**Your instructions:**
A faithful transcription of all the records is required.

(Input data Opens)

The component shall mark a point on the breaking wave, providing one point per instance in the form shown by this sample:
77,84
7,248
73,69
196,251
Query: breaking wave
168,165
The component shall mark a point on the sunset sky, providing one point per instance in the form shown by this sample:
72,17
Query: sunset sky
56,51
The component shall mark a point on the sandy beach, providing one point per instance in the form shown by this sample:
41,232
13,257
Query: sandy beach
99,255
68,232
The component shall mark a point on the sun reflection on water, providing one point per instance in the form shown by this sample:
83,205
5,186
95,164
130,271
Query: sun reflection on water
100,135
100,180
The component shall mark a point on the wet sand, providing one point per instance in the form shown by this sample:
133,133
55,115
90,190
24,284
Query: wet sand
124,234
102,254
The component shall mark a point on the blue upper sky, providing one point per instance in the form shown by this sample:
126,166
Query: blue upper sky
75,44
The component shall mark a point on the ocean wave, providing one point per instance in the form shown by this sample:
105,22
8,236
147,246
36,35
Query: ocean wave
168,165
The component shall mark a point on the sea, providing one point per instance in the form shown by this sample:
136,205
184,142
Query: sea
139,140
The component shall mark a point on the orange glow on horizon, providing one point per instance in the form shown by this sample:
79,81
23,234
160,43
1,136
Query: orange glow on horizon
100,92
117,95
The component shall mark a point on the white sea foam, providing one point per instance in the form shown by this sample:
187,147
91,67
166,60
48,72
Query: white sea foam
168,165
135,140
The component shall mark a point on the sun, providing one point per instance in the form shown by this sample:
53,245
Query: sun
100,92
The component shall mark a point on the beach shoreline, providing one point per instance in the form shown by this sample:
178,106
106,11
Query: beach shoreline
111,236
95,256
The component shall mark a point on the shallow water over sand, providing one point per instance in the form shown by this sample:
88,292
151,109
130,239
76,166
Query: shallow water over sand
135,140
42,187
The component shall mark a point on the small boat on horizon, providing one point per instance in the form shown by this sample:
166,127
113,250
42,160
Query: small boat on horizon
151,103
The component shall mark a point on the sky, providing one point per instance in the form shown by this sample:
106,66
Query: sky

(Input data Closes)

**Response box:**
The component shall mark a point on the breaking wave, providing one point per instance in the form shown by this sample:
77,84
7,248
73,69
196,251
Query: breaking wave
168,165
The component shall mark a point on the sunset sky, providing one point per instance in the form shown by this sample:
72,17
Query: sunset sky
56,51
The component shall mark a point on the sandy beach, providing one point per instance in the form shown by this sample:
41,232
13,257
Query: sandy beach
99,255
68,232
The component shall mark a point on the sun reflection on water, providing one point per instance in the form shown by this sample:
83,205
5,186
95,164
130,271
Query: sun reflection on water
100,135
100,180
The component shall mark a point on the wet sand, providing one point per instance in the form shown by this sample:
133,133
55,115
90,190
24,284
Query: wet sand
124,234
102,254
The component shall mark a point on the blue upper sky, providing one point per instance in the form shown by this sample:
126,166
Query: blue upper sky
75,44
The component shall mark a point on the ocean wave, providing one point per instance in the form shown by this sample:
105,22
8,236
147,246
36,35
Query: ocean wave
168,165
The component shall mark a point on the sea, providing one point per instance in the form shown by this sample:
136,205
184,142
Query: sea
139,140
The component shall mark a point on the orange glow on horizon, providing one point per instance in the form shown by this sample:
79,81
23,234
160,43
1,136
Query: orange glow on horizon
100,92
117,95
The component shall mark a point on the white sea foam, providing one point per instance in the form shown by this sample:
187,147
91,67
166,60
48,72
Query: white sea foam
168,165
135,140
The component shall mark a point on the sun, providing one point per instance in the form shown by this sample:
53,245
Query: sun
100,92
The component shall mark a point on the beach shoreline, providing one point per instance in the form shown by this sample:
178,106
106,11
Query: beach shoreline
111,236
95,256
The component shall mark a point on the shallow water over sand, providing one point per instance in the form shown by this sample:
88,292
151,109
130,239
76,166
Query: shallow water over sand
135,140
42,187
The component shall mark a point on the small boat on horizon, providing one point per instance in the form shown by this sample:
166,127
113,250
42,160
Query: small boat on horizon
151,103
The component shall mark a point on the sky, providing one point per instance in the form shown by this sample:
106,66
Query: sky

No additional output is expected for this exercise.